Lieber Ependymom-Inhaber,
da bist Du ja wieder. Ja, die Bestrahlung des ganzen Kopfes kommt selten vor, aber Du hast Dir eben etwas besonders Seltenes "ausgesucht", wo keiner hier mitreden kann.
Ich selbst bin im Abstand von 11 Jahren zweimal in einem Linearbeschleuniger je sechs Wochen lang bestrahlt worden. Das erste Mal war es das vordere Drittel des Kopfes, ausgenommen die Seiten, mit Röntgenstrahlen. Das zweite Mal war es eine knapp 5 cm große Fläche rechts mit Photonen. Beide Male mussten die Strahlen nicht sehr tief eindringen, wodurch ein dauerhafter Haarverlust resultierte. Die Strahlendosis betrug jeweils bis 60 Gy.
Während der Bestrahlungen habe ich vermehrte Müdigkeit empfunden. Die körperliche Belastbarkeit nahm ab. Schließlich war das Gehirn ja sehr aktiv am Arbeiten.
Im Nachhinein habe ich kognitive Einschränkungen gehabt: Probleme mit der Konzentration, der Aufmerksamkeit, dem Kurzzeitgedächtnis.
Es hat nach dem ersten Mal Jahre gedauert, ehe diese nicht sehr starken Einschränkungen durch Üben und mit Hilfen (Merkzettel, ...) wieder normalisiert waren. Allerdings hatte ich auch psychische Probleme entwickelt, die auch nicht besonders gravierend waren, mich aber dennoch auch einige Jahre beschäftigten.
Nach der zweiten Bestrahlung, aber auch der fünften Kopf-OP im Sommer 2011, habe ich die gleichen kognitiven Einschränkungen, allerdings scheint es mir mehr zu sein als damals. Hinzu kommen Wortfindungsstörungen. Die Psyche war diesmal weniger angegriffen, allerdings bin ich seit 2004 in psychotherapeutischer Betreuung und werde seit 2008 auch medikamentös therapiert.
Du scheinst 6 Bestrahlungswochen mit 30 Terminen hinter Dir zu haben. Wenn Du bis jetzt nicht mehr gemerkt hast als die Schlappheit und leichte Übelkeit/Schwindelgefühl, dann sollte körperlich nicht unbedingt mehr Schlimmes zu erwarten sein.
Die Dosis von 40 Gy für den ganzen Kopf und Spinalkanal ist wohl bedeutend, es sollen ja viele, aber kleinere Tumore bestrahlt und dadurch ihre wichtigsten Bestandteile unschädlich gemacht werden, so dass sie an ihrer weiteren Teilung gehindert werden.
Wenn Du das Wort "Toxizität" verwendest, scheinst Du tatsächlich Zweifel verschiedener Art zu haben. Toxisch sollen die Strahlen auf die Zellen wirken, die sich schneller teilen als die gesunden Zellen. Sie sollen während der Teilung des Zellkerns erwischt werden, wo sie besonders anfällig sind. Dazu benötigt man diesen längeren Zeitraum.
****
(Aufgaben)
• A. Schreiben Sie aus dem Beitrag zur Bestrahlung den Abschnitt wortgetreu ab, beginnend bei „Ich selbst bin“ und endend bei „jeweils bis 60 Gy.“.
• B. Welche Strahlendosis erhielt die schreibende Person laut dem Beitrag zur Bestrahlung bei ihren beiden eigenen Bestrahlungen jeweils?
Stützen Sie sich ausschließlich auf den Beitrag zur Bestrahlung.

Daten für Text-zu-Bereich-Grounding:
****
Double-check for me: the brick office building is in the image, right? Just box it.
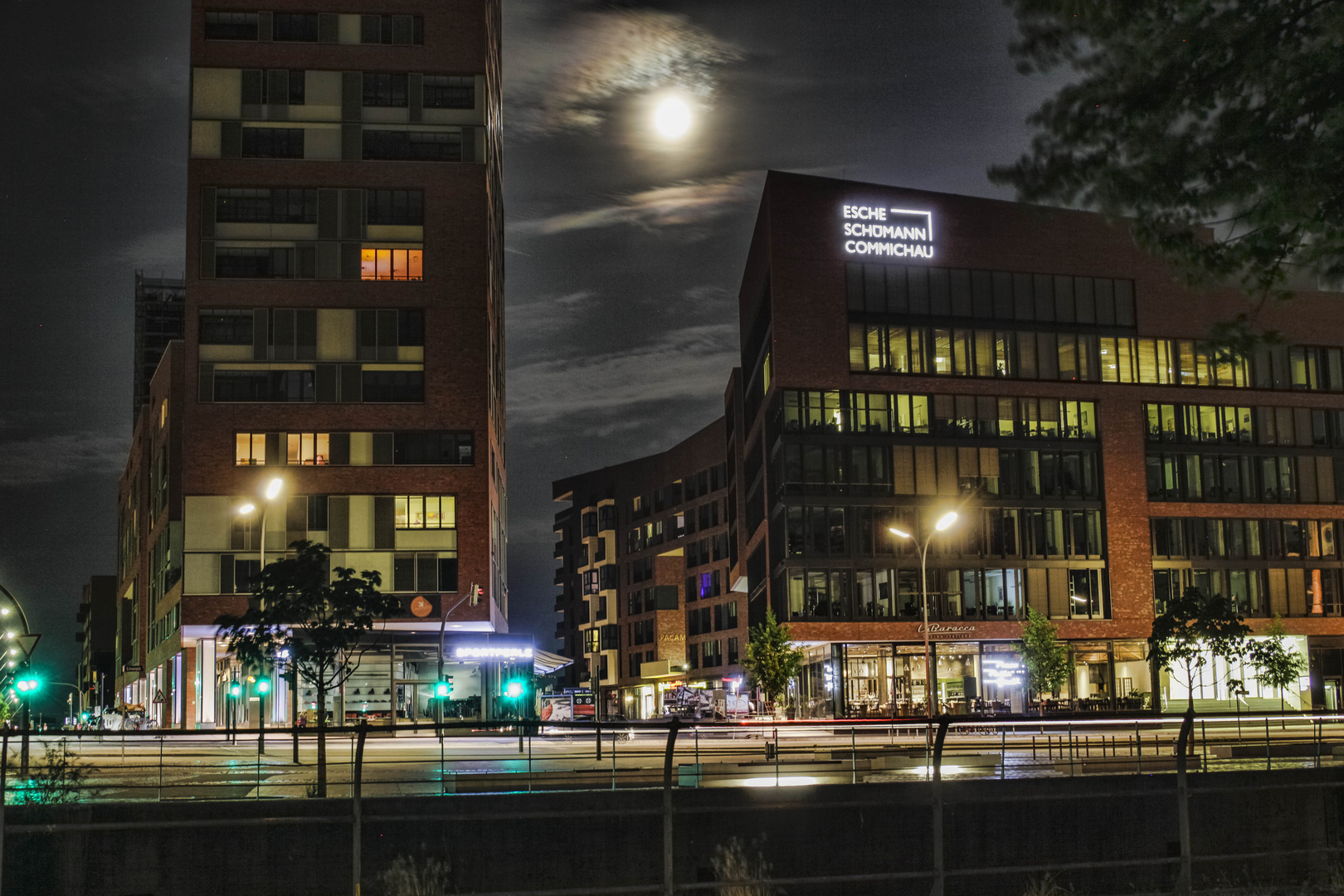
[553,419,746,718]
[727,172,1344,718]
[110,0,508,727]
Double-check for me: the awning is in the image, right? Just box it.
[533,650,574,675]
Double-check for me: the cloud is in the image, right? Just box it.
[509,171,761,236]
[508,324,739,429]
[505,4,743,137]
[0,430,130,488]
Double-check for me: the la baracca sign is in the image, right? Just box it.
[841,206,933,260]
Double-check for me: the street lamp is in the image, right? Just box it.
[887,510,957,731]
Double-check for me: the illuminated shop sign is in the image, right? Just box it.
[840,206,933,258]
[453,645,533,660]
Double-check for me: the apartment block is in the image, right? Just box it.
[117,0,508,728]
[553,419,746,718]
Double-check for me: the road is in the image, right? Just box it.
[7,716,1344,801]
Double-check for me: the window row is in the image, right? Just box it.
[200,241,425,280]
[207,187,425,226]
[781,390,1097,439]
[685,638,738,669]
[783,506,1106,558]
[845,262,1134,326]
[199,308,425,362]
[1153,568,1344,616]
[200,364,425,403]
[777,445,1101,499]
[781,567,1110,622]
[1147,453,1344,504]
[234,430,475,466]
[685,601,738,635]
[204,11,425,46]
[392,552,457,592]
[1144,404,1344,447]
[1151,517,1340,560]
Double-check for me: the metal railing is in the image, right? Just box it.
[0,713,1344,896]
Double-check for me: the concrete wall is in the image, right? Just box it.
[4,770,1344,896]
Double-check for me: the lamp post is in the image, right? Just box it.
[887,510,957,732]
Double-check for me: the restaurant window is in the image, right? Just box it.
****
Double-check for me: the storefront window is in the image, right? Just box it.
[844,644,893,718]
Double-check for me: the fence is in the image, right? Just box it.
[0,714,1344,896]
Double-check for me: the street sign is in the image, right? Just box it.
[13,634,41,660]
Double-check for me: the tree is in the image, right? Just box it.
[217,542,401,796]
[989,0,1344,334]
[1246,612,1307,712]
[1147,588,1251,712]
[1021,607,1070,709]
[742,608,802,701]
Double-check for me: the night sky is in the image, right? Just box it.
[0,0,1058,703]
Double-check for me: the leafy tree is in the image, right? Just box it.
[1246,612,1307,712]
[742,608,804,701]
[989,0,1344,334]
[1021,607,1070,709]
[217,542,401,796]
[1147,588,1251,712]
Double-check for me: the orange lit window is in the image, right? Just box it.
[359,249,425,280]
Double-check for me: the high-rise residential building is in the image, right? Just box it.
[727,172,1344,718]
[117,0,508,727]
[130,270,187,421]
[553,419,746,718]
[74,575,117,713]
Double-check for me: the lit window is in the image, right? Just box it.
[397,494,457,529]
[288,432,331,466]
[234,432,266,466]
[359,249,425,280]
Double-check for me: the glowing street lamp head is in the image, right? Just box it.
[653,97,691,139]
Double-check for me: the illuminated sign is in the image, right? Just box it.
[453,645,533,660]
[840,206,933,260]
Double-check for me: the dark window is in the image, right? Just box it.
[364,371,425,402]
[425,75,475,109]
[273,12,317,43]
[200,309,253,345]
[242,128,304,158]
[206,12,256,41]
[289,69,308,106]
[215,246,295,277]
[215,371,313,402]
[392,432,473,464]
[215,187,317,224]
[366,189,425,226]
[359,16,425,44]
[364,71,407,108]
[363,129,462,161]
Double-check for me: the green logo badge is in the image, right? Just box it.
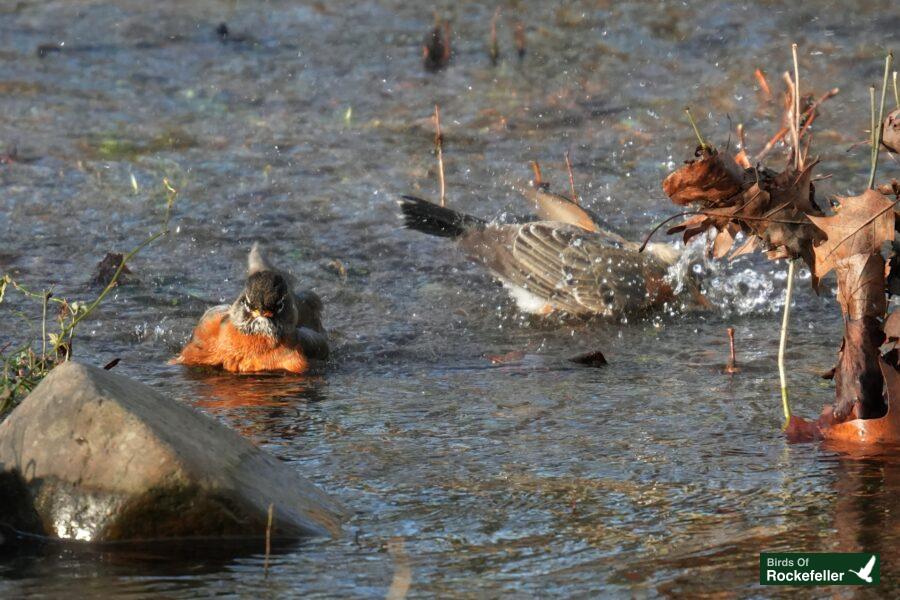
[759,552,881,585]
****
(Antworten)
• A.
Ich selbst bin im Abstand von 11 Jahren zweimal in einem Linearbeschleuniger je sechs Wochen lang bestrahlt worden. Das erste Mal war es das vordere Drittel des Kopfes, ausgenommen die Seiten, mit Röntgenstrahlen. Das zweite Mal war es eine knapp 5 cm große Fläche rechts mit Photonen. Beide Male mussten die Strahlen nicht sehr tief eindringen, wodurch ein dauerhafter Haarverlust resultierte. Die Strahlendosis betrug jeweils bis 60 Gy.

• B. Jeweils bis 60 Gy.